(Data supplied begins)

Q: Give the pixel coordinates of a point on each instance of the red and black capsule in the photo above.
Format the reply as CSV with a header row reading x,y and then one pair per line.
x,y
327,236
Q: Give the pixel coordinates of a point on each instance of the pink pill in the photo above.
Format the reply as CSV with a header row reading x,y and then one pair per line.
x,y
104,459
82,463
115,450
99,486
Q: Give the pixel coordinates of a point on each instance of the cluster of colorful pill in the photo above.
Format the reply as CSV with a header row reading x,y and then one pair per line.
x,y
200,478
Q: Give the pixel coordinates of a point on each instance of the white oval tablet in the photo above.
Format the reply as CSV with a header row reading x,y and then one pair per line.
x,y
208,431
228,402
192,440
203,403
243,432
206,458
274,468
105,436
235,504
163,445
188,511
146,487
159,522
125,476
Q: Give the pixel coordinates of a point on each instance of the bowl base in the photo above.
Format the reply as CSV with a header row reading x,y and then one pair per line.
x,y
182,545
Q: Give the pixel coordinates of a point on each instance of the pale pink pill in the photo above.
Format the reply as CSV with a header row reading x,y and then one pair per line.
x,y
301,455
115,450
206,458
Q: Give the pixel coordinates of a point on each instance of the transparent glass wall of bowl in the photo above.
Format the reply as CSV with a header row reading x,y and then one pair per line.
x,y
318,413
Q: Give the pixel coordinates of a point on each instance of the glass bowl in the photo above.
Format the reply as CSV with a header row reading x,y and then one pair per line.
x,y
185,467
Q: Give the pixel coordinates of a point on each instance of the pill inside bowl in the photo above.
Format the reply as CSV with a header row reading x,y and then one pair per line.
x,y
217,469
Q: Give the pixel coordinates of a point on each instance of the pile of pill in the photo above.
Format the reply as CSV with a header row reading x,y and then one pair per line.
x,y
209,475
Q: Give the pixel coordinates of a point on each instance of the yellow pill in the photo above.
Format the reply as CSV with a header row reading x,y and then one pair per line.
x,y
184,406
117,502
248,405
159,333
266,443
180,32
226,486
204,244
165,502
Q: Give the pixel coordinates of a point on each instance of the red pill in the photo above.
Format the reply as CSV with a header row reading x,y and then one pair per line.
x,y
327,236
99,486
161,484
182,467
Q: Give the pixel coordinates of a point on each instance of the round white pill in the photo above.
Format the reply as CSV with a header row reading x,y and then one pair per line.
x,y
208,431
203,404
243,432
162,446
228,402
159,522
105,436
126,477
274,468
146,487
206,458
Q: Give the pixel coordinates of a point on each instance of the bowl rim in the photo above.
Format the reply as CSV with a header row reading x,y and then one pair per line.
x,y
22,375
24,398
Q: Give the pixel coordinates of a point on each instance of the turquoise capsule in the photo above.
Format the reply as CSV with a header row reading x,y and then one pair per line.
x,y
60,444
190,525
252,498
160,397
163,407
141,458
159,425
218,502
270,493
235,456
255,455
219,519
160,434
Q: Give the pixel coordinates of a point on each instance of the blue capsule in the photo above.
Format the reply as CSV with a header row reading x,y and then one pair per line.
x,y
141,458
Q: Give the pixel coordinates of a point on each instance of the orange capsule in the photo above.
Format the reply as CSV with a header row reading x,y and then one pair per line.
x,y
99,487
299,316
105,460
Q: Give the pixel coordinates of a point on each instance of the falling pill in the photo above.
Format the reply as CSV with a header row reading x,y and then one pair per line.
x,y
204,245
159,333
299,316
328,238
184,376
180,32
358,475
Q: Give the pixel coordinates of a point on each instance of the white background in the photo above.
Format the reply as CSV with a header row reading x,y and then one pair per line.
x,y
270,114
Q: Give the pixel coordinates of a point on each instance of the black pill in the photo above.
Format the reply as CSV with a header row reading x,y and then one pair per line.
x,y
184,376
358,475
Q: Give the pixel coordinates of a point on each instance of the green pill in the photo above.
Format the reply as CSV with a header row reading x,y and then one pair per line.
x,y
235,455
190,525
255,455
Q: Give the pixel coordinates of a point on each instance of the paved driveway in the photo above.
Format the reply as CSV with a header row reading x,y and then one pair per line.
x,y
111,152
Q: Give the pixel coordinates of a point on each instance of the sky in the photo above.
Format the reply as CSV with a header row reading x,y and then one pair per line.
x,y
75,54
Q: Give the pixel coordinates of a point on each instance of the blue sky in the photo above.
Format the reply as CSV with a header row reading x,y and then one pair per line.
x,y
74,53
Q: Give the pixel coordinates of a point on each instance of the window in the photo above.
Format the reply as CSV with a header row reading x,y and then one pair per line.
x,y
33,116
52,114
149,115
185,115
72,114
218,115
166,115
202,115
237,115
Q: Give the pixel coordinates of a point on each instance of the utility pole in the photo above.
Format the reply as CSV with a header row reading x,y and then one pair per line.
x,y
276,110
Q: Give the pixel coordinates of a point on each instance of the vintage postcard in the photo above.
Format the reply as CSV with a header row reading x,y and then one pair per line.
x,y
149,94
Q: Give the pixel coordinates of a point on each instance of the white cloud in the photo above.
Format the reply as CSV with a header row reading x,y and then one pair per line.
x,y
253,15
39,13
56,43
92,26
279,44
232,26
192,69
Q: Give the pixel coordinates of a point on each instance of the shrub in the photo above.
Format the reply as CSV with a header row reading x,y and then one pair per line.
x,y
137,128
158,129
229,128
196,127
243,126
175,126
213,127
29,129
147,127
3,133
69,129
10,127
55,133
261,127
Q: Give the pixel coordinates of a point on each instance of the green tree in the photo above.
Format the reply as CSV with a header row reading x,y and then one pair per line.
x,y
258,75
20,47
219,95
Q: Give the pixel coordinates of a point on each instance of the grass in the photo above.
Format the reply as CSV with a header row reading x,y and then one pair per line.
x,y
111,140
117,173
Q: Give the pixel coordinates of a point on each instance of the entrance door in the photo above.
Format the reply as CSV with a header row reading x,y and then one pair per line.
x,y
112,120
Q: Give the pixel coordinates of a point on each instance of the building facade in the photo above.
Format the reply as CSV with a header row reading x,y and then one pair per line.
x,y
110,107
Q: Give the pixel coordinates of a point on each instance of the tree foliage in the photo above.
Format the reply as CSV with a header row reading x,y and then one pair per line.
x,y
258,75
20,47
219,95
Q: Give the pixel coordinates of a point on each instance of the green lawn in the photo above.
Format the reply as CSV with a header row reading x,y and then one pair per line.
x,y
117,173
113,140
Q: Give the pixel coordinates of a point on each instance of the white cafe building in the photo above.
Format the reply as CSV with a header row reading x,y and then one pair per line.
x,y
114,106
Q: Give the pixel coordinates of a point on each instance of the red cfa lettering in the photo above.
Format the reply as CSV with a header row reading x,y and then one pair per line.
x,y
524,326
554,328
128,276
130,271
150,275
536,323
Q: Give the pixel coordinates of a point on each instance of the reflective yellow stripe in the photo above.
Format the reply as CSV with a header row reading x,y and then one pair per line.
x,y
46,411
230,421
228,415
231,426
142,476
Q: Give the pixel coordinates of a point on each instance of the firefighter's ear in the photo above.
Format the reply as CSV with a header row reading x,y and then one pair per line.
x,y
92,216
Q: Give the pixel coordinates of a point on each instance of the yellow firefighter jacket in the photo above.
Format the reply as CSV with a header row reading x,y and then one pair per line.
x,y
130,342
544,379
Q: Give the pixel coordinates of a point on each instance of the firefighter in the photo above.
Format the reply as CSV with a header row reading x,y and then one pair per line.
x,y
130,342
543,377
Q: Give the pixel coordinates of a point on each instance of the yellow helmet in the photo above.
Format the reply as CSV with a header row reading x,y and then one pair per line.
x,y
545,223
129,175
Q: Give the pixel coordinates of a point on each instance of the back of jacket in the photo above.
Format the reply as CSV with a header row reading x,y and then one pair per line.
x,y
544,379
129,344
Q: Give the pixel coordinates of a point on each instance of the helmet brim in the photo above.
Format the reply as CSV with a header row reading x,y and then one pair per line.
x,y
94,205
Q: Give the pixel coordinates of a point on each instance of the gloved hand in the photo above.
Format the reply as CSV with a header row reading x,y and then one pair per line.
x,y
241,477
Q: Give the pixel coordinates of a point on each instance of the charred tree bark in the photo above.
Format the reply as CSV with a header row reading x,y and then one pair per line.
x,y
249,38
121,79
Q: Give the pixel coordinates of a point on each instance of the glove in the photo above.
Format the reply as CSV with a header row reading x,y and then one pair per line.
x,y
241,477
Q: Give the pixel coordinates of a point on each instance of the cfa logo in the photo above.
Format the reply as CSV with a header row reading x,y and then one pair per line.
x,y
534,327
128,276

(Data supplied ends)

• What is required
Scan the data above for the word "pill" and report every line where it is found.

• Reply to the exercise
Q: Give the pixel coordinates of a point on each instance of the pink pill in the photo above.
Q: Give the pixel coordinates of a point on each instance of the cluster of colorful pill in the photo above.
Q: Give the pixel coordinates of a point on each instance of the pale pink pill in the photo above.
Q: Give the pixel coordinates of a point on each instance of the pill inside bowl in the photo above.
Q: Give the pixel coordinates of a point on each instance of the pile of pill in the photo above.
Q: Give the pixel coordinates of a point on each instance of the yellow pill in the photo above.
Q: Give the pixel coordinates of a point on each instance of the red pill in the photo above.
Q: Give the pixel coordinates of a point on each instance of the round white pill in the photo above.
Q: Give the pixel coordinates of a point on each instance of the falling pill in the photo above.
Q: Give the pixel coordinates of a point on each instance of the black pill in the photo above.
Q: Give the pixel coordinates of a point on each instance of the green pill in the photo above.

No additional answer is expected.